### [Collection entries]
-=-=-=-=-

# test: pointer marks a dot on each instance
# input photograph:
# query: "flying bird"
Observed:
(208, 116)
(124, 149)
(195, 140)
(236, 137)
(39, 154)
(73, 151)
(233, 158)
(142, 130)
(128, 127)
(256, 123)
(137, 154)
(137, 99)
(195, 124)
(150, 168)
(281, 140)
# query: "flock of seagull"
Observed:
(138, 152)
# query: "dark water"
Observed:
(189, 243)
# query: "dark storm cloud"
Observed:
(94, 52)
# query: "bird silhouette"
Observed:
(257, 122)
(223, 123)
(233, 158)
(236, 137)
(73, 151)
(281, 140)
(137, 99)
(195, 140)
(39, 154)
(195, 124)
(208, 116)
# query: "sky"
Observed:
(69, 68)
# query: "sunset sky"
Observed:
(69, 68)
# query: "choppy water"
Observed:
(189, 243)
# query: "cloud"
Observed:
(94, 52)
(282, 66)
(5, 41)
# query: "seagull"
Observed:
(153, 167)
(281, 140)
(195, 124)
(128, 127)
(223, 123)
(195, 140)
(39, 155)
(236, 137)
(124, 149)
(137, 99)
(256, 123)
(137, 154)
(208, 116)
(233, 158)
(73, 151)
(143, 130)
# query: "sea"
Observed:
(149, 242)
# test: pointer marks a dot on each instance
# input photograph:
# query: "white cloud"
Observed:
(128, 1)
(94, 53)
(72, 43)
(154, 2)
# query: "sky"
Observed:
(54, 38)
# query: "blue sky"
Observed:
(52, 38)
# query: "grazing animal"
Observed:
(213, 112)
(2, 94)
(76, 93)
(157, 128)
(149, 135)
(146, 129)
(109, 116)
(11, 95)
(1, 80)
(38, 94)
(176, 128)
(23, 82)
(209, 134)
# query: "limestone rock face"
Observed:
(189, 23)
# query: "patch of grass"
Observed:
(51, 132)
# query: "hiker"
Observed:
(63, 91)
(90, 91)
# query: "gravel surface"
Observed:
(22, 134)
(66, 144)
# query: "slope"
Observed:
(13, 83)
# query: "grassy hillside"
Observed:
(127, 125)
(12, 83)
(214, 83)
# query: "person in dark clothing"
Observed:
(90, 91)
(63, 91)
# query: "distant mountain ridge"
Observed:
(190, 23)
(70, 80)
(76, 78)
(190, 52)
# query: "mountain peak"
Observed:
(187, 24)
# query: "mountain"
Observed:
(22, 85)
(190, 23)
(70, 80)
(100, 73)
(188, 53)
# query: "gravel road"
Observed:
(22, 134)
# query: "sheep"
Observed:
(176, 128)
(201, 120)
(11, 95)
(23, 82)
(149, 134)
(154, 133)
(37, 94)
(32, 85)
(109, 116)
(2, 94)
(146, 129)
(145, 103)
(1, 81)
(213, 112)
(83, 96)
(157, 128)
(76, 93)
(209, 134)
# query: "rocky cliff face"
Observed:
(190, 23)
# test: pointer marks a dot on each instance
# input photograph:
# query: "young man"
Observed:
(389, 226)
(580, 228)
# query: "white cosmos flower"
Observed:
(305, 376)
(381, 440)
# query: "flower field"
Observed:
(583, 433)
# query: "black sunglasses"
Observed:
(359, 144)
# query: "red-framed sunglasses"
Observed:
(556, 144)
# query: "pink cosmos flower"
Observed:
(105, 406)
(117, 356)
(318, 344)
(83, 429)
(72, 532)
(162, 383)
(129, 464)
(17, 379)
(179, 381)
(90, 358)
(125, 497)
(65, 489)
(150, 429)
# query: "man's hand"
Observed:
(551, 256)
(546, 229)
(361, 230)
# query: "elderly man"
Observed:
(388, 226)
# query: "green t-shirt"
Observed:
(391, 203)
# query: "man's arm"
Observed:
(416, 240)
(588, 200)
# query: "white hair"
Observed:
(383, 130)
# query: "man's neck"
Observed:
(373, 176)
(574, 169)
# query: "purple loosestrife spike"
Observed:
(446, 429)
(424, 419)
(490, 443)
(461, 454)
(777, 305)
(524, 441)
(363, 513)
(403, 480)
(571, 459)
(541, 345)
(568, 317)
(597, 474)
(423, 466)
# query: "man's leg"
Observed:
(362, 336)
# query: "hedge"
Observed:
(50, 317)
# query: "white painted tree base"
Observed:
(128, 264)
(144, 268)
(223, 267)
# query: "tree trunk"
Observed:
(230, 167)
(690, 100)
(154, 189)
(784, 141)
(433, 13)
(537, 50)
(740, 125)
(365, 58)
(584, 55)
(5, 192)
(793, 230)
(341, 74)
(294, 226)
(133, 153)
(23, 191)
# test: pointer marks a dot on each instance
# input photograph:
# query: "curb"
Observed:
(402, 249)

-=-=-=-=-

### [GOAL OF THE EXERCISE]
Among the lines above, please find those with "gravel" and copy them.

### [RESPONSE TO THIS EXERCISE]
# query: "gravel surface"
# query: "gravel road"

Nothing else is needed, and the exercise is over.